| EXTRAHIERTER TEXT |
RE: Jack Londons "Seewolf" als romanhafte Ausgestaltung eines sogen. "Übermenschen" frei nach Nietzsche

in Offtopic Forum 27.11.2014 14:50
von Trichocereus magnus | 265 Beiträge

Interessante Fragestellung. Ich hatte das Buch vor Ewigkeiten mal gelesen, war mir aber nie so richtig sicher worauf der Herr London da eigentlich hinauswollte. Als ich an dem ziemlich lahmen Ende des Buches (van Weyden und Maud auf dem Eiland nach Larsen´s Tod) angelangt war, hat sich natürlich unweigerlich die uncoole Schlussfolgerung aufgedrängt, dass der liebe, brave und aufrichtige van Weyden der eigentliche "Held" des Romans sein sollte, im Sinne eines Entwicklungsromans, wo sich der verweichlichte Städter unter widrigsten Bedingungen zu einem harten Kerl mausert, ohne dabei seine humanistischen Ideale zu verlieren. Andererseits wird Larsen von van Weyden zwischendrin auch immer wieder bewundert, dafür dass er es ohne formelle Bildung als Autodidakt und nur durch seine ultraharten Charakterzüge so weit gebracht hat. Van Weyden zeigt sogar Verständnis für Larsen´s psychopathische Charakterzüge, weil Larsen schließlich aus sehr unschönen Verhältnissen stammte, und er ohne seine enorme Agressivität und Härte, und seinen "Willen zur Macht" keine Chance im Leben gehabt hätte. Aus van Weyden´s Sicht ist Larsen daher nur ein extremes Produkt schwieriger Lebensbedingungen, aber London´s Darstellung von Larsen´s Charakter ist einfach viel zu faszinierend, als dass man annehmen könnte, dass van Weyden´s Sicht der Dinge wirklich 1:1 London´s Sicht wiederspiegelt.

Ich glaube sogar London hat van Weyden womöglich nur deshalb als positiven Helden nur eingebaut, um den Antihelden Larsen noch mehr hervorzuheben und v.a. um hinterher nicht als Antihumanist zerrissen zu werden: Nicht dass jemand denken würde, London würde eine Faszination für den Larsen-Charakter propagieren.

Nun bin ich leider kein Nietscheaner und kenn mich mit dem Übermenschenkonzept nicht so gut aus. Klingt natürlich plausibel, dass der Seewolf in diese Richtung geht. Ich denke aber, dass es London mehr so um die Schilderung eines Systems von Gewaltherrschaft ging. Larsen ist ein Psychopath, er hat kein schönes Leben, und alles was er macht ist durchweg nur der allerfieseste Scheiß. Was London mit der Story sagen wollte, ist meiner Meinung nach, dass dieser Defekt in Larsen´s Persönlichkeit (also diese asoziale Agressivität und Empathielosigkeit) ihn kurioserweise zu einem Herrschertypen gemacht hat. Und das ist kein Dummer Gedanke. Ein großteil aller Herrscher in der Menschheitsgeschcihte waren komplett kranke Arschlöcher: beispielsweise die soziale Funktion eines Fürsten des (frühen) Mittelalters bestand im Grunde darin, zu Knechten, zu Strafen und Krieg zu führen - gnadenlos brutaler Gewalttäter als Beruf, wozu natürlich auch die entsprechende Berufung, also charakterliche Disposition dazugehört hat, um darin erfolgreich zu sein. Und das war ein System was Jahrhundertelang so weitergelaufen ist, und zwar in so ziemlich allen Gesellschaften der Erde. Das waren für die meisten Leute damals keine schönen Zeiten, aber das System hat nunmal so funktioniert, und ist lange Zeit sehr stabil geblieben.

| VORLIEGENDE DATEN |
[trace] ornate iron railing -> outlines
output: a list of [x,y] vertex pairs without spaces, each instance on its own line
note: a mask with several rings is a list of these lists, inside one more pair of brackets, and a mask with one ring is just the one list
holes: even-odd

| AUFGABENSTELLUNG |
Wie geht der Text über Jack Londons „Seewolf“ nach seinem letzten Satz weiter? Liefern Sie die Fortsetzung. Die Daten sind eigenständiges Material und gehören nicht zum Text.

| ERGEBNIS |
Der Seewolf war eben ein eigentlich dysfunktionaler Charakter, der aber seinen psychischen Schaden dazu verwenden konnte, es zu etwas zu bringen. Damit ist er zwar vielleicht kein Vorbild, und erst recht keine Weiterentwicklung des Menschen. Aber er hat das Boot nunmal trotzdem regieren können. Seine Herrschaft hat funktioniert. War nicht schön, war auch nicht nachhaltig, aber war eben so.


zuletzt bearbeitet 27.11.2014 15:24 | nach oben springen

#4

RE: Jack Londons "Seewolf" als romanhafte Ausgestaltung eines sogen. "Übermenschen" frei nach Nietzsche

in Offtopic Forum 29.11.2014 22:55
von Baeretta | 161 Beiträge

"Larsen ist ein Psychopath, er hat kein schönes Leben, und alles was er macht ist durchweg nur der allerfieseste Scheiß. Was London mit der Story sagen wollte, ist meiner Meinung nach, dass dieser Defekt in Larsen´s Persönlichkeit (also diese asoziale Agressivität und Empathielosigkeit) ihn kurioserweise zu einem Herrschertypen gemacht hat. Und das ist kein Dummer Gedanke. Ein großteil aller Herrscher in der Menschheitsgeschcihte waren komplett kranke Arschlöcher: beispielsweise die soziale Funktion eines Fürsten des (frühen) Mittelalters bestand im Grunde darin, zu Knechten, zu Strafen und Krieg zu führen - gnadenlos brutaler Gewalttäter als Beruf, wozu natürlich auch die entsprechende Berufung, also charakterliche Disposition dazugehört hat, um darin erfolgreich zu sein. Und das war ein System was Jahrhundertelang so weitergelaufen ist, und zwar in so ziemlich allen Gesellschaften der Erde. Das waren für die meisten Leute damals keine schönen Zeiten, aber das System hat nunmal so funktioniert, und ist lange Zeit sehr stabil geblieben.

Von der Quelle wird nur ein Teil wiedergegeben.